**Instrução dada a**
No trecho sobre a renúncia de Bento XVI, qual teólogo brasileiro foi proibido de escrever pela Congregação para a Doutrina da Fé?

**Trecho fornecido**
=====
O papa Bento XVI, alçado à liderança católica com a morte do carismático papa polonês João Paulo II, surpreendeu a comunidade internacional com seu pedido de renúncia, deixando o mundo em estado de estupefação e inquietude, a última renúncia papal na Igreja perpassa o século XV, os movimentos futuros do Vaticano impactarão sobre corações e mentes em todas as regiões do mundo, onde um rebanho de mais de 1 bilhão de fiéis se identifica direta ou indiretamente aos preceitos defendidos pela Igreja romana, preceitos estes manchados por escândalos envolvendo dinheiro, poder, sabotagem, corrupção, espionagem, escândalos sexuais, pedofilia, etc.

O antes cardeal, Joseph Ratzinger, se destacou no seio da Igreja católica como um de seus mais brilhantes intelectuais, suas idéias se identificavam com o ideário conservador e direitista, alçado, nos anos 70, ao comando da temível Congregação para a Doutrina da Fé, perseguiu as idéias marxistas dentro da Igreja latino-americana, uma de suas vitimas, o teólogo brasileiro Leonardo Boff, foi proibido de escrever e punido severamente pela Congregação, seus textos foram interditados e censurados levando-o a se desligar da instituição pouco tempo depois.
=====
**Conjunto de dados**
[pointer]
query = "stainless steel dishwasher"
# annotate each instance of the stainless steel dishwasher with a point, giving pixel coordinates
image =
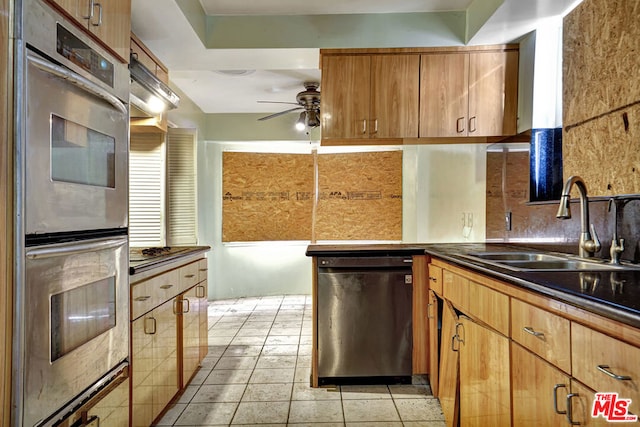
(364, 320)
=====
**Instrução dada b**
Troque "dishwasher" por "refrigerator" em todas as entradas e escreva-as de novo sem nenhuma outra mudança, deixando as imagens de fora.

**Resposta a**
Leonardo Boff.

**Resposta b**
[pointer]
query = "stainless steel refrigerator"
# annotate each instance of the stainless steel refrigerator with a point, giving pixel coordinates
image =
(364, 320)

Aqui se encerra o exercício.